Slowing rate hike favors gold prices

Bullion prices breached the $1,750 key ounce level on Thursday, with gains consolidating after minutes of the US Federal Reserve’s last meeting pointed to slower interest rate hikes.

Spot gold rose 0.4% to $1,755.73 an ounce, while US gold futures rose 0.6% to $1,755.90.

Low interest rates tend to raise demand for bullion relative to other interest-bearing assets. High interest rates have supplanted gold’s traditional status as a hedge against high inflation and other uncertainties this year, as they become a higher opportunity cost of holding a non-yielding asset.

Minutes of the Fed’s Nov. 1-2 meeting showed that a “substantial majority” of Fed policymakers agreed that slowing the pace of interest rate hikes was “likely to be appropriate soon.”

Activities -
1) According to the gold prices article, by what percentage did spot gold rise, and to what price?
2) Write the next part of the gold prices article, continuing from its last paragraph.

Natural-language object grounding data
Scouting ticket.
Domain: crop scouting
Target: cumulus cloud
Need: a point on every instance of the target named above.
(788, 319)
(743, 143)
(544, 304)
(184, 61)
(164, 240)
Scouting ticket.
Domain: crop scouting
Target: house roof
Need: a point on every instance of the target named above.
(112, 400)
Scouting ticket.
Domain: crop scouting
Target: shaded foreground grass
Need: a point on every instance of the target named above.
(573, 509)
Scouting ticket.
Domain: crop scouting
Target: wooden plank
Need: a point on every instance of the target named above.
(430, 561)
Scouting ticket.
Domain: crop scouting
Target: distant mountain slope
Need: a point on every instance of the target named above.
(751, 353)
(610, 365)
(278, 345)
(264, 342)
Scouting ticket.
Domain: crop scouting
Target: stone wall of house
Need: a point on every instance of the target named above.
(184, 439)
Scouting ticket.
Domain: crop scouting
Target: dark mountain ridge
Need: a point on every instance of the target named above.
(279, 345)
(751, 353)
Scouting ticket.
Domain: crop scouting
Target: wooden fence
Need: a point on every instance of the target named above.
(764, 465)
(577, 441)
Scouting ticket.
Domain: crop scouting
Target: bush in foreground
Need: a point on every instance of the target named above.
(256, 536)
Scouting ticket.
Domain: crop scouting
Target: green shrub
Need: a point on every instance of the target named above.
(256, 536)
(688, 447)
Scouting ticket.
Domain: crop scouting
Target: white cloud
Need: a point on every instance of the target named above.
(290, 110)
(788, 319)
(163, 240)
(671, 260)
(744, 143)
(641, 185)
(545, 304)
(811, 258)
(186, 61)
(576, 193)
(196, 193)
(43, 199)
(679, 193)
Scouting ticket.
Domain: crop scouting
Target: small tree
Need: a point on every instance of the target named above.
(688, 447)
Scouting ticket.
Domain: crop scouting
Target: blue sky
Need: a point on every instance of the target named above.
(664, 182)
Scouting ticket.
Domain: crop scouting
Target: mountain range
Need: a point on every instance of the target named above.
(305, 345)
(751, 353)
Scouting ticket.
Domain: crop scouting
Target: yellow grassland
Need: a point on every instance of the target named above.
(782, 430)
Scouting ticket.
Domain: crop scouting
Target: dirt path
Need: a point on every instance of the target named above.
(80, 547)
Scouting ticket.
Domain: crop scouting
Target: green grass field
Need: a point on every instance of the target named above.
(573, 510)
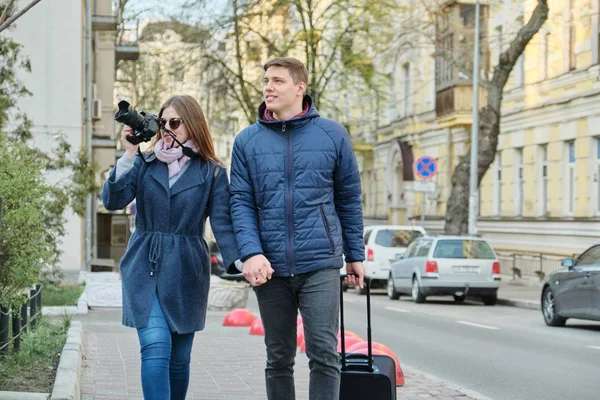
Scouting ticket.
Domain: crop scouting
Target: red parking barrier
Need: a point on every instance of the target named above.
(239, 317)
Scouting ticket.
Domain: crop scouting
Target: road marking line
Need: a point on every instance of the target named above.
(477, 325)
(397, 309)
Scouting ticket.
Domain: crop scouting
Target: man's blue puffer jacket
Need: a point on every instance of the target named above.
(296, 194)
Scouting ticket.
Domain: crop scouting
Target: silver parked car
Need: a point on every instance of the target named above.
(573, 291)
(458, 266)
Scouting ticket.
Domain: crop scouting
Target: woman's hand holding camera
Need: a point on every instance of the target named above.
(130, 149)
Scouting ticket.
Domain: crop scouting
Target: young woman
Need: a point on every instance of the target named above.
(166, 268)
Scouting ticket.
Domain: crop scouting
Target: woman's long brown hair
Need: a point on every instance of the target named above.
(191, 113)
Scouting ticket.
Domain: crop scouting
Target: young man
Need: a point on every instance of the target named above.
(296, 207)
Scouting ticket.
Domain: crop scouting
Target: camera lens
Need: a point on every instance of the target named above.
(128, 116)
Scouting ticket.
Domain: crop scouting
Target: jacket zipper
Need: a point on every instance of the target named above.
(289, 201)
(326, 225)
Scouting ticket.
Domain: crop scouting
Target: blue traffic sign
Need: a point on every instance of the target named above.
(425, 167)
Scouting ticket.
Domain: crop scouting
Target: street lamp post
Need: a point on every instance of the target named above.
(474, 130)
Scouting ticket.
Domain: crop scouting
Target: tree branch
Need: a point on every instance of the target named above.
(18, 15)
(6, 12)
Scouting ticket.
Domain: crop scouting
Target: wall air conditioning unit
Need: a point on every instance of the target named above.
(96, 109)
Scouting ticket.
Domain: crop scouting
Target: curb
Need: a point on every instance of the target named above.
(67, 384)
(80, 308)
(526, 304)
(23, 396)
(449, 385)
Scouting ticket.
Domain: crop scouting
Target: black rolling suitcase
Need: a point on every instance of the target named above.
(365, 377)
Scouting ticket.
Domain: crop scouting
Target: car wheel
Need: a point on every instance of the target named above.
(551, 317)
(417, 294)
(490, 300)
(392, 294)
(459, 299)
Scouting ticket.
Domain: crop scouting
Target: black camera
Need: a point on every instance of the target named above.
(144, 125)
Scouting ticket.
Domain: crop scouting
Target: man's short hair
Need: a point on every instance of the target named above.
(294, 66)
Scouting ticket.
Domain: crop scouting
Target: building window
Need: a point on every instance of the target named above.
(546, 53)
(467, 14)
(572, 37)
(521, 60)
(392, 115)
(406, 73)
(499, 38)
(520, 180)
(544, 180)
(498, 183)
(571, 176)
(598, 175)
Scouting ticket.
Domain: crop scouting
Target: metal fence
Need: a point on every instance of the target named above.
(22, 320)
(521, 265)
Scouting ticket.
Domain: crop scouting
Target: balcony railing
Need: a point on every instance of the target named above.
(457, 99)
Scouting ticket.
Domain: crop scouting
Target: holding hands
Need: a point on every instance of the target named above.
(257, 270)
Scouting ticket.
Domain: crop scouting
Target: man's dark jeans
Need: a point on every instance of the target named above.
(317, 296)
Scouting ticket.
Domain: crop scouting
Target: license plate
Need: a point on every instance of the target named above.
(465, 270)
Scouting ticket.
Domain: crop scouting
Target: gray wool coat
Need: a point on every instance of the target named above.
(167, 253)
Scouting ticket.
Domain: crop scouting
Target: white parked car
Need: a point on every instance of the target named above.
(458, 266)
(384, 244)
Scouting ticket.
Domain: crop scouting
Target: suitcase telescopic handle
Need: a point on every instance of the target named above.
(367, 281)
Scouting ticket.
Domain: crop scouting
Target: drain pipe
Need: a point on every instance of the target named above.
(88, 128)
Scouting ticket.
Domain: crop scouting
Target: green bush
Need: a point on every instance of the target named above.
(33, 368)
(33, 208)
(61, 295)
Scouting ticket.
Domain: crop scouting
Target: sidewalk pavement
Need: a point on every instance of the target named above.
(227, 363)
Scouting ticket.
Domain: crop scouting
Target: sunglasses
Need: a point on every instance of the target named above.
(174, 123)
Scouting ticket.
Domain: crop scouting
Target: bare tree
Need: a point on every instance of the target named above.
(456, 220)
(336, 39)
(7, 9)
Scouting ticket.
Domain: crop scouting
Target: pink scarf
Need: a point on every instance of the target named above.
(174, 157)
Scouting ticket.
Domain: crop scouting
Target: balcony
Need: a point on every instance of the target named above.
(127, 52)
(457, 99)
(104, 23)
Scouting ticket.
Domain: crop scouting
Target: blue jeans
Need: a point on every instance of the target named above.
(165, 358)
(317, 296)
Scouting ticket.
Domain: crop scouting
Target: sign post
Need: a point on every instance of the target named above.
(425, 168)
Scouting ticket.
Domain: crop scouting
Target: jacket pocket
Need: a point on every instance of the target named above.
(259, 221)
(326, 226)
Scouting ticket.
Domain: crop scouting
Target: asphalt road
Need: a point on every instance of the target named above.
(501, 352)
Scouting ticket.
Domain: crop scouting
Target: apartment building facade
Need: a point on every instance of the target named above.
(542, 193)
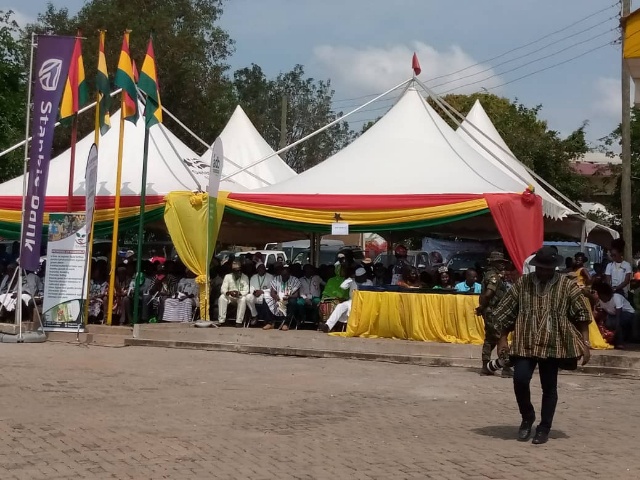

Response list -
1) Spot gold rose 0.4% to $1,755.73 an ounce.

2)
Market activity was expected to be relatively subdued with the US Thanksgiving holiday.

Meanwhile, demand for physical gold in Asia remained soft this week, with premiums in top center China falling further as fresh COVID-19 restrictions dampened activity, while high domestic prices deterred most buyers in India.

Spot silver was up 0.5% at $21.62 an ounce, platinum was up 0.3% at $999.38, and palladium was up 0.7% at $1,894.75.